Work item
State how many lines in the material hold the string "below"; nothing besides that number is expected.

Data section
<<<<
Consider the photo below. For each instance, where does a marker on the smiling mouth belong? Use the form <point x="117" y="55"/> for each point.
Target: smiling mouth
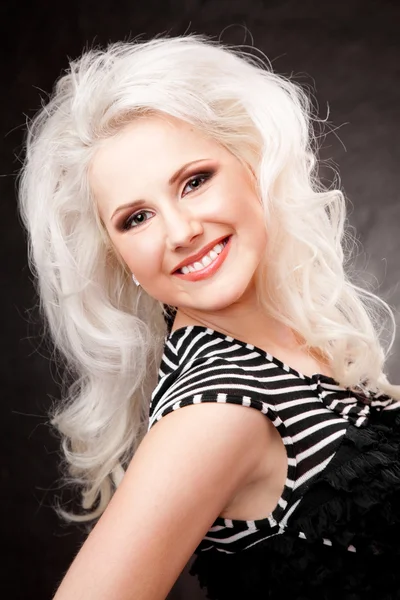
>>>>
<<<<
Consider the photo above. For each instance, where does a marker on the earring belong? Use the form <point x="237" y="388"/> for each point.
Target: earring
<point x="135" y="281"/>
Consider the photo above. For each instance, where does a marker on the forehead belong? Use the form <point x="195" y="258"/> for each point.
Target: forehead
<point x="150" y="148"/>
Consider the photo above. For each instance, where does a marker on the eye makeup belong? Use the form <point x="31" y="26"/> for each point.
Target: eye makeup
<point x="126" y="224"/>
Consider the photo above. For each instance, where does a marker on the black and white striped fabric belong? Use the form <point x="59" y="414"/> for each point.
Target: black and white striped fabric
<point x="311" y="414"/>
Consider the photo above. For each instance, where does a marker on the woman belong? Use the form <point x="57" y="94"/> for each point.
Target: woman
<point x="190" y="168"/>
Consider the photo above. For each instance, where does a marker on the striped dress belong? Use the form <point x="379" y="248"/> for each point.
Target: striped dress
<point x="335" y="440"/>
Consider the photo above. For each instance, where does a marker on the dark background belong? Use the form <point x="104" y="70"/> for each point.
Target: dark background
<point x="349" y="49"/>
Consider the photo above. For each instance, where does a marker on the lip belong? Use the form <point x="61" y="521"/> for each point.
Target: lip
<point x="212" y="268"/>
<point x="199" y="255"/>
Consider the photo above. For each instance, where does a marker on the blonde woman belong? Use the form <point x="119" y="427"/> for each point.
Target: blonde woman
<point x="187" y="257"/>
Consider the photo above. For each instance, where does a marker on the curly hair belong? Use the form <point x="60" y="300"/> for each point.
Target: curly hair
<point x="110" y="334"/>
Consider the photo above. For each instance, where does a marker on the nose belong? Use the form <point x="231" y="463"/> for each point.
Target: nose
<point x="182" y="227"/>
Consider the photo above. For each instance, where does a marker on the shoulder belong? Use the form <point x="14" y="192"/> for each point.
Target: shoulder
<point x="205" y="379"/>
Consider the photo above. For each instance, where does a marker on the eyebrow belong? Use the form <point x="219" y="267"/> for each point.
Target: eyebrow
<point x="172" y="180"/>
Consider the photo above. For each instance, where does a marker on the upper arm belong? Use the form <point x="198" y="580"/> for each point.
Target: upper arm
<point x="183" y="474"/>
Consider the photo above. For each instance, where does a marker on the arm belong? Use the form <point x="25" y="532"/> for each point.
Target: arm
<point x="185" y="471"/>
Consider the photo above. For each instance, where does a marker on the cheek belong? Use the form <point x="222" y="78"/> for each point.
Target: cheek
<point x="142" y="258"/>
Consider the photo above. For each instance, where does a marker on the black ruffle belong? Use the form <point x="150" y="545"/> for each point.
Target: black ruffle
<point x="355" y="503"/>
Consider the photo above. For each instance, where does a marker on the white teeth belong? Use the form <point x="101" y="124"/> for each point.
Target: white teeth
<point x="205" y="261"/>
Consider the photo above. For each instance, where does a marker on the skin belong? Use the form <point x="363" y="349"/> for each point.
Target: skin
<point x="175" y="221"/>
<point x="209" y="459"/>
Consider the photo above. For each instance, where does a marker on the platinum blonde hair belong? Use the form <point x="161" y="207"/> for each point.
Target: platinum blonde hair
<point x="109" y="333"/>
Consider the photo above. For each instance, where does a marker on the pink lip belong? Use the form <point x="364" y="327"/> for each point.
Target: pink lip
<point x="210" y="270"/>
>>>>
<<<<
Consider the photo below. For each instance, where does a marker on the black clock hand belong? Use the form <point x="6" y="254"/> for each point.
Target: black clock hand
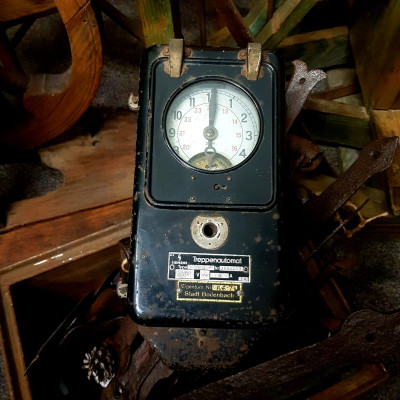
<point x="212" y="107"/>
>>>>
Exercise output
2